» Selection
I prefer maintaining a linear Git history, where features are added in traceable portions. This approach has many benefits, as it makes it easy to track what has happened earlier in the project. Such a workflow often necessitates the frequent use of Git rebase capabilities, including:

  • Rebasing the feature branch into a coherent feature chunk.
  • Rebasing it against the main branch to keep it on top of other changes.
  • And so on.

Another Git/Git-service feature I appreciate is the ability to sign commits, which UI-wise results in a green "Verified" label on the Git-service's UI. This adds an extra layer of trust regarding the identity of the commit/feature submitter.

Every major Git service provider, including GitLab, BitBucket, and GitHub, supports this workflow. Or do they?

The Problem:

To be honest, GitHub has a issue in this regard. In short, when performing a rebase action in the GitHub UI, it will rewrite your commits, even if the feature branch could be merged without merge commits. This means you will lose your signed verification signature β€” quite a horror!

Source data
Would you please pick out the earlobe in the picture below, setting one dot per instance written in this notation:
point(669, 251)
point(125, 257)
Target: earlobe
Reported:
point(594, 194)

...

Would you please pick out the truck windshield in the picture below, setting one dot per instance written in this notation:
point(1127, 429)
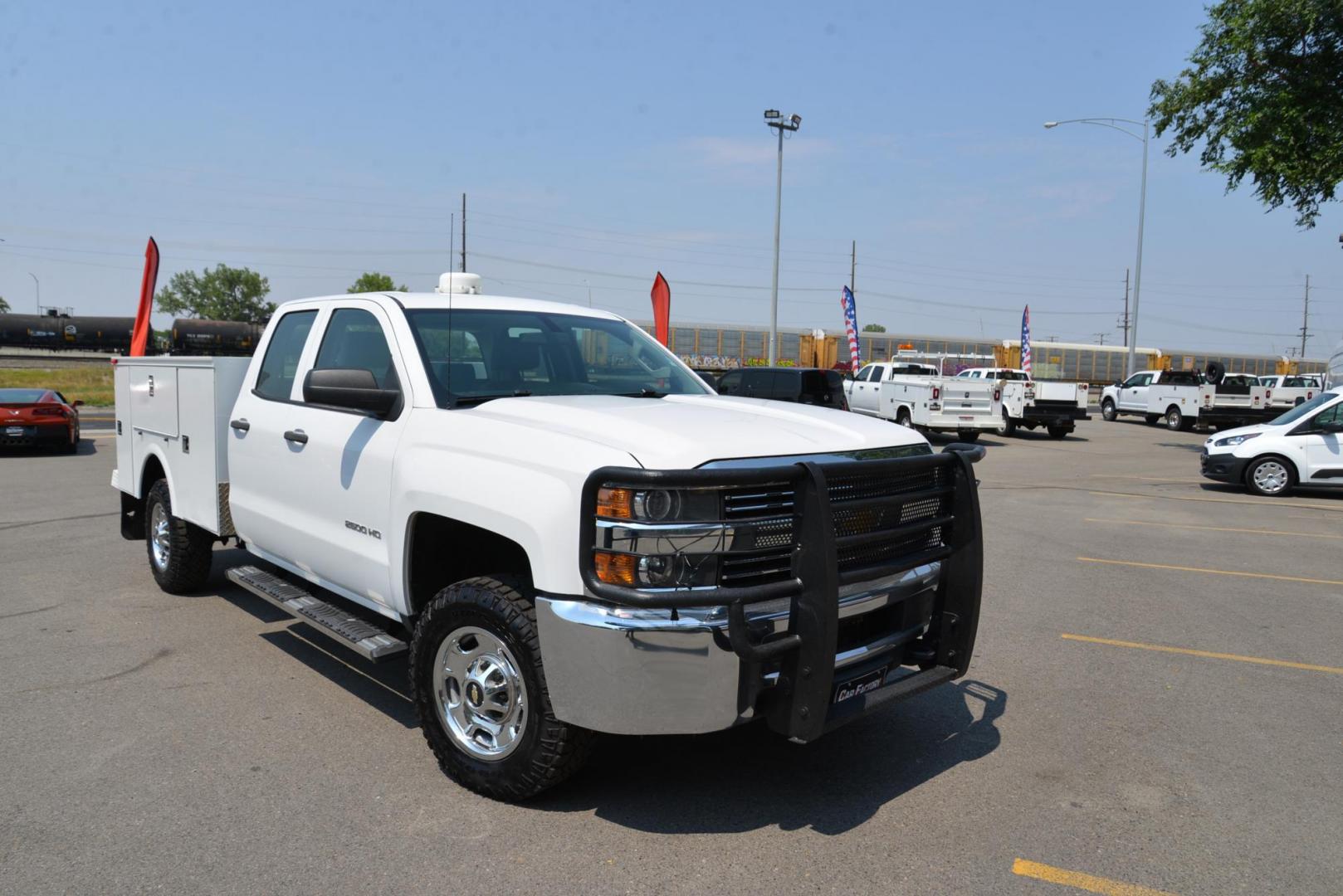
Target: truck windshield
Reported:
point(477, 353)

==

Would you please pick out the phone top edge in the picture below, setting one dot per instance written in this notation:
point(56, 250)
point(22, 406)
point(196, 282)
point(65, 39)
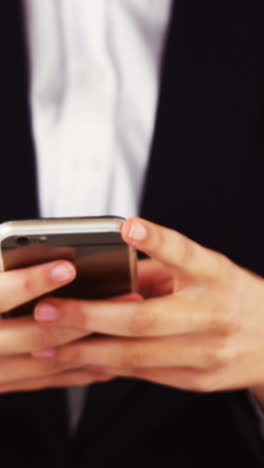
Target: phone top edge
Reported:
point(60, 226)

» Your instructions
According to the text about Git history and commit signing, what appears on a Git service's UI when commits are signed? Rely only on the text about Git history and commit signing, not on the items.

» Exercise output
A green "Verified" label.